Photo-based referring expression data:
┄┄┄┄┄┄┄┄┄┄┄┄┄┄┄┄┄┄┄┄

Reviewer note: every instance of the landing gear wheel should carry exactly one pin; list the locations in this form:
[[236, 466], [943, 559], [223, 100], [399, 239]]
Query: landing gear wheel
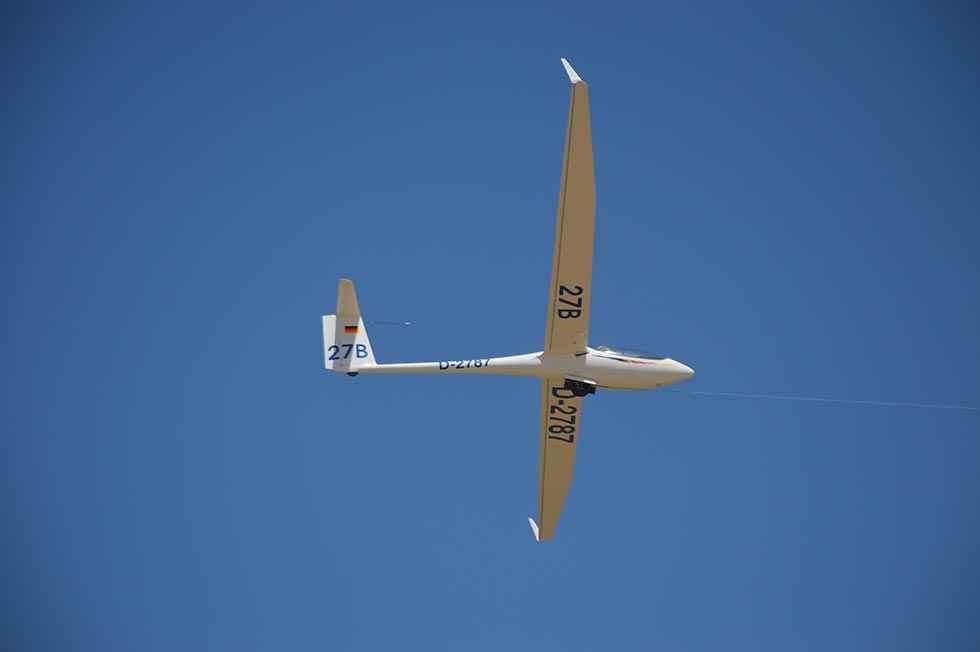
[[580, 387]]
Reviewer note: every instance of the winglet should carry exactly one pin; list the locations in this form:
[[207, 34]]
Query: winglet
[[572, 75], [534, 526]]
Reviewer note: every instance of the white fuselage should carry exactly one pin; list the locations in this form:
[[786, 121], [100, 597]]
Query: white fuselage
[[608, 370]]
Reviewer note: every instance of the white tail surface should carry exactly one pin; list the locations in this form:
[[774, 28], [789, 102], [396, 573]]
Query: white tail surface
[[345, 342]]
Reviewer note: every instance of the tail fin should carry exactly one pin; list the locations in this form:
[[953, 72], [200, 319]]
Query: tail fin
[[345, 342]]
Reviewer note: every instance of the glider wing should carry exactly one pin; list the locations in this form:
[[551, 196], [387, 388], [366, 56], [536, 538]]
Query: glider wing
[[561, 415], [571, 267]]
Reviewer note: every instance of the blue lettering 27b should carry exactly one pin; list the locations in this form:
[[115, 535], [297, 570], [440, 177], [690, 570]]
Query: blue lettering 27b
[[569, 296], [360, 351]]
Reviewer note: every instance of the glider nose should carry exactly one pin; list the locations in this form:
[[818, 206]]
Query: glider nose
[[682, 370]]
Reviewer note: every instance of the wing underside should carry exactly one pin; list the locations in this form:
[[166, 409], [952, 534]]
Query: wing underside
[[561, 414]]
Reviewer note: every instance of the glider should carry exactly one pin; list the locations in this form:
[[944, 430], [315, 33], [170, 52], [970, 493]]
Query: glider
[[569, 369]]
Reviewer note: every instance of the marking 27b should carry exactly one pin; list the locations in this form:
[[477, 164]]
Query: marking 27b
[[561, 416], [360, 351], [576, 310]]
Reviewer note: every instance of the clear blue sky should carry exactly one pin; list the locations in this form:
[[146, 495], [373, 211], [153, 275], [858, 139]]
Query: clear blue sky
[[788, 202]]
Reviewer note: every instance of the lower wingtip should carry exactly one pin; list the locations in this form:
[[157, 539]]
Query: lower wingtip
[[534, 528]]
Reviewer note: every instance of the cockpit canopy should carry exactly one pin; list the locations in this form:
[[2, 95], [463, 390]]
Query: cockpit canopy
[[629, 353]]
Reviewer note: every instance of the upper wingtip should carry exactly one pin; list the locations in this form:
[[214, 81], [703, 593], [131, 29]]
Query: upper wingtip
[[572, 75], [534, 529]]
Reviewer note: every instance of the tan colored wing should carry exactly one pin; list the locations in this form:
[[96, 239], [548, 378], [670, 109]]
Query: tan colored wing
[[571, 267], [561, 415]]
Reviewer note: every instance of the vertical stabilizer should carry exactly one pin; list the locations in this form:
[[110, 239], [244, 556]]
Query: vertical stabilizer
[[345, 341]]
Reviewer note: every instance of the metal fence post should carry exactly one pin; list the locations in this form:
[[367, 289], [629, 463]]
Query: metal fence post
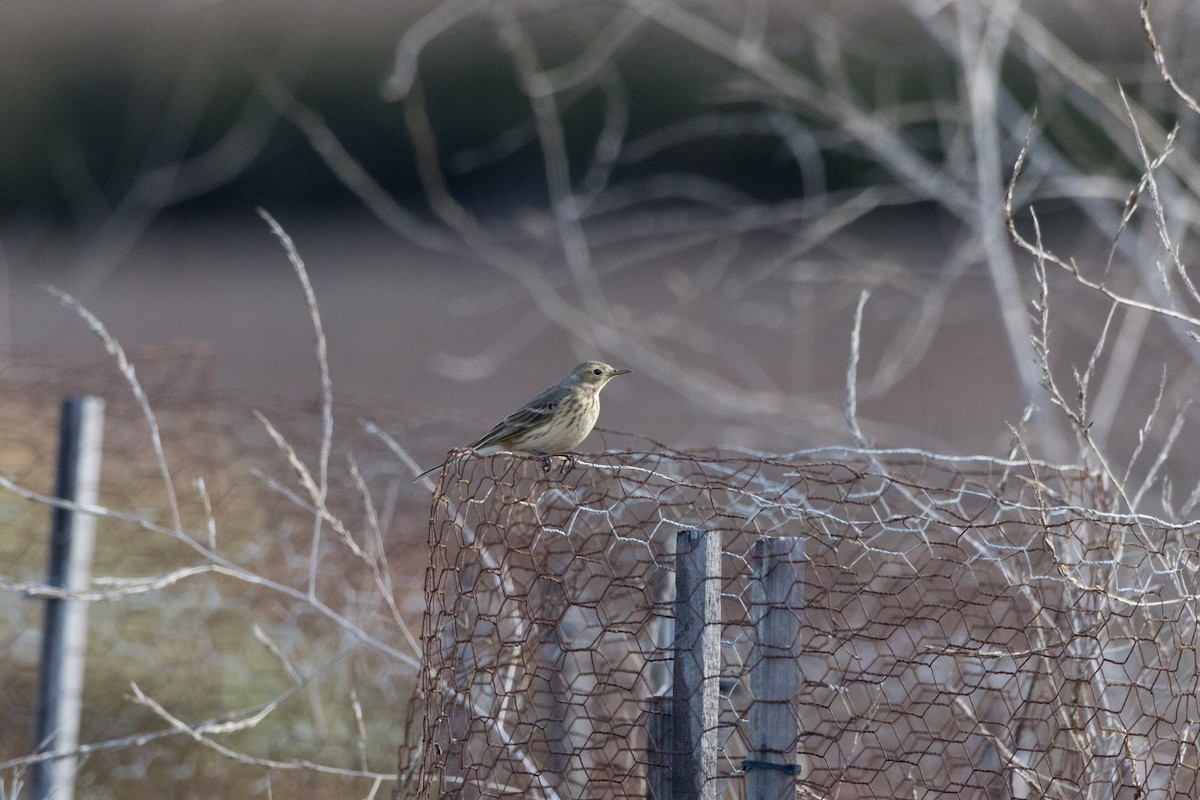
[[775, 609], [65, 631], [697, 662]]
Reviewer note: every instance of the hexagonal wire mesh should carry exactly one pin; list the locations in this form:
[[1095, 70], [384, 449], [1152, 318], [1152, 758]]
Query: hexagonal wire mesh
[[971, 627]]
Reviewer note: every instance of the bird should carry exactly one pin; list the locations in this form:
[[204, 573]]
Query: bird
[[553, 422]]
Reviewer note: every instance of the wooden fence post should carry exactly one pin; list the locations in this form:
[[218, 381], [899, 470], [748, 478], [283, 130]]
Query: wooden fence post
[[697, 663], [65, 632], [777, 608]]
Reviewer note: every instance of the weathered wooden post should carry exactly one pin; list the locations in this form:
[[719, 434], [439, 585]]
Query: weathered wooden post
[[777, 607], [697, 665], [65, 631]]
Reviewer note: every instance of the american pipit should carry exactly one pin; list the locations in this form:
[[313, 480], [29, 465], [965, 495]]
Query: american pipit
[[555, 421]]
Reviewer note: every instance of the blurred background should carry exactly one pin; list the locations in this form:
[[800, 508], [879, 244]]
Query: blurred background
[[724, 212], [485, 194]]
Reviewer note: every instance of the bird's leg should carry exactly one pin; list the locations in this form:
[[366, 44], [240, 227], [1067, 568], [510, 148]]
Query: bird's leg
[[545, 461]]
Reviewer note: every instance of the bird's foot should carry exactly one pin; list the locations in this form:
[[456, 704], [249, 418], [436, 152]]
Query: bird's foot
[[547, 462]]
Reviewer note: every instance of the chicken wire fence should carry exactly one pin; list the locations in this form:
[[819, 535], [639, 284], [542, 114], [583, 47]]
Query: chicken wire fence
[[969, 627]]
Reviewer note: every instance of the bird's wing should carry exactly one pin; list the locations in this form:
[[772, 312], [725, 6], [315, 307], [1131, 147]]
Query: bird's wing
[[532, 414]]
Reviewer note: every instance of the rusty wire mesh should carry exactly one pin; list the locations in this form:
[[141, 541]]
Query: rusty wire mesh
[[971, 627]]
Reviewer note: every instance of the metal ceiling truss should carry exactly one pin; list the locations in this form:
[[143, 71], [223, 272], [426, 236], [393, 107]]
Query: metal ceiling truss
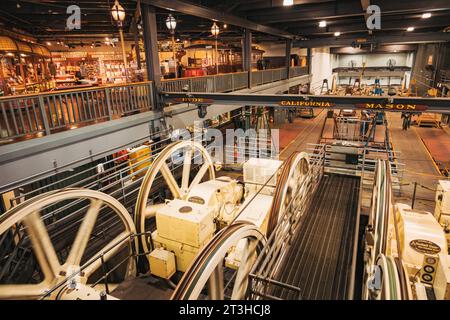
[[397, 104]]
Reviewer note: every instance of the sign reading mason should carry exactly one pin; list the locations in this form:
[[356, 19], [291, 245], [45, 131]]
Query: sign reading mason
[[314, 104], [194, 100], [396, 106]]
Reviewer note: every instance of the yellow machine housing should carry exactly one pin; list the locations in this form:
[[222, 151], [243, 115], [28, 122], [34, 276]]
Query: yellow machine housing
[[185, 222], [184, 254], [162, 263], [139, 159], [420, 234]]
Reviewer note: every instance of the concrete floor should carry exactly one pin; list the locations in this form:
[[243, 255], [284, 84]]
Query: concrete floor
[[419, 166], [306, 131]]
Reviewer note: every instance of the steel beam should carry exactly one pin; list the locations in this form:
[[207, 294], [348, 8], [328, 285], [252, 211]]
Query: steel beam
[[151, 44], [207, 13], [247, 55], [288, 56], [398, 104], [398, 39]]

┄┄┄┄┄┄┄┄┄┄┄┄┄┄┄┄┄┄┄┄

Output the lines of the records above exactly as they appear, from the line containing "[[1095, 70], [384, 449], [1152, 318], [1152, 758]]" through the line containing "[[719, 434], [439, 585]]".

» Task result
[[1095, 70], [384, 449], [1152, 318], [1152, 758]]
Query: hexagonal wire mesh
[[971, 627]]
Reviewer note: every instance of the bird should carry exactly one pin; list the locations in this form:
[[204, 573]]
Query: bird
[[553, 422]]
Reviewer note: every instance of the wooden fence post should carry exactly one pin; list the locations in this form:
[[218, 381], [899, 470], [748, 478], [283, 130]]
Query: wooden fence post
[[697, 663], [65, 632], [777, 608]]
Reviewer note: every instance of the weathered wooden post should carry exactly one pin; list the locations in this form:
[[719, 434], [439, 585]]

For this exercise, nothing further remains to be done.